◆ **JOB**: In the stretch from the line containing "Find the woman" through the end of the material, change "JSON object" to "JSON dictionary" and keep everything else the same.

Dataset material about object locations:
====================
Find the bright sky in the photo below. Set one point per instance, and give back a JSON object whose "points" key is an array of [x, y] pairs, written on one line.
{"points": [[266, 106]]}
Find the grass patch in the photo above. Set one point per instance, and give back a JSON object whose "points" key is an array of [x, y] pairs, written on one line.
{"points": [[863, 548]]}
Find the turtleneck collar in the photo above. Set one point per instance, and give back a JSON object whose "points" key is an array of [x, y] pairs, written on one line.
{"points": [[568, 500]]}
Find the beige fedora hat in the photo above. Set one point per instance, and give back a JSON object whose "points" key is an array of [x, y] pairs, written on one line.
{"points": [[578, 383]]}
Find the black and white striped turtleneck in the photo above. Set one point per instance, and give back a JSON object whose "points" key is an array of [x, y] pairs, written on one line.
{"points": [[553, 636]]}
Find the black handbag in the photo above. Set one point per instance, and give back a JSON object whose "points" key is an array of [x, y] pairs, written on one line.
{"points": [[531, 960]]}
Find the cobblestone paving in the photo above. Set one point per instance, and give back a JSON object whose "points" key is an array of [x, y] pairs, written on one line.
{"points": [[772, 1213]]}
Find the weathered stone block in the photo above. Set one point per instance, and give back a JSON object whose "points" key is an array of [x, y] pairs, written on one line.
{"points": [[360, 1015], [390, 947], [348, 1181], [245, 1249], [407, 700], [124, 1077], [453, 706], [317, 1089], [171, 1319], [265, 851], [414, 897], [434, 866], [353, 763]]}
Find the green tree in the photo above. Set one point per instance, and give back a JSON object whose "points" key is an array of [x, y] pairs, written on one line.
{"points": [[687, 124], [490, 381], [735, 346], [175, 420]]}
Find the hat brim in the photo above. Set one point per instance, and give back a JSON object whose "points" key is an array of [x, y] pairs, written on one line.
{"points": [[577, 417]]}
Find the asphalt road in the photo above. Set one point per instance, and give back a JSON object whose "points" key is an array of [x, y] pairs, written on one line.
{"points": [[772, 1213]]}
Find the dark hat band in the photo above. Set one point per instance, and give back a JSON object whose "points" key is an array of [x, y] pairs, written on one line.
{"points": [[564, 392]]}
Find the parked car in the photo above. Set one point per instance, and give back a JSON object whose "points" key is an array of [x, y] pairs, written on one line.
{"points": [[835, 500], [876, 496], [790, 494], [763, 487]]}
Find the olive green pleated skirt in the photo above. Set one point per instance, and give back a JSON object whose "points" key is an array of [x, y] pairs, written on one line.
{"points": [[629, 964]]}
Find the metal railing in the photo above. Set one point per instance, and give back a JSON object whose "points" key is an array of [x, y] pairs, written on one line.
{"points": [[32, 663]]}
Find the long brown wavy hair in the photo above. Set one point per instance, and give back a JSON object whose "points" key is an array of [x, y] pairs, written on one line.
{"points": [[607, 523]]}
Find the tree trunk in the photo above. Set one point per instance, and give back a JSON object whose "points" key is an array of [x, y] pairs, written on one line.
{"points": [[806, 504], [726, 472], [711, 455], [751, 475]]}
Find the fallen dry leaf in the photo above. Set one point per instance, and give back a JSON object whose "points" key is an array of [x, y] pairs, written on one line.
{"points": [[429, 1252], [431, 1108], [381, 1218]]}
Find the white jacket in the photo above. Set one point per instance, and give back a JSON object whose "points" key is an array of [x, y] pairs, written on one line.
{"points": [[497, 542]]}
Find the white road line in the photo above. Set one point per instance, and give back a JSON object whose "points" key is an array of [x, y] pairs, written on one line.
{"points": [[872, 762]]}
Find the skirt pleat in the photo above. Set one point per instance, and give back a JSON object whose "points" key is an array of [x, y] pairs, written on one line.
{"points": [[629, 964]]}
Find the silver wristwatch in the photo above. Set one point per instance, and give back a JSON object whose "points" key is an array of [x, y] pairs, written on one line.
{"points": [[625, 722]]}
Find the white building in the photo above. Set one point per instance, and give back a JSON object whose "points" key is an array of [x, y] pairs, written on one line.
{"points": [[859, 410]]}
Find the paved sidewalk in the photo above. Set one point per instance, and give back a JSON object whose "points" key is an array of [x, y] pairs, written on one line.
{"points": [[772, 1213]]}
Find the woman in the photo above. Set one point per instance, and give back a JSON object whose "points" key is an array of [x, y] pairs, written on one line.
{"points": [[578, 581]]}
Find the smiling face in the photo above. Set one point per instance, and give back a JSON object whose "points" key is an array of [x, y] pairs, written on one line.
====================
◆ **TASK OUTPUT**:
Find the woman in the photo above. Set one point per instance, and give back a JSON dictionary whose "points" key is an array of [x, y] pairs, written on one line.
{"points": [[578, 581]]}
Find the smiling face in the photo above. Set one point per instance, and give back a JSON dictionary whose "points" key is an array of [x, y] pairs, written on one line.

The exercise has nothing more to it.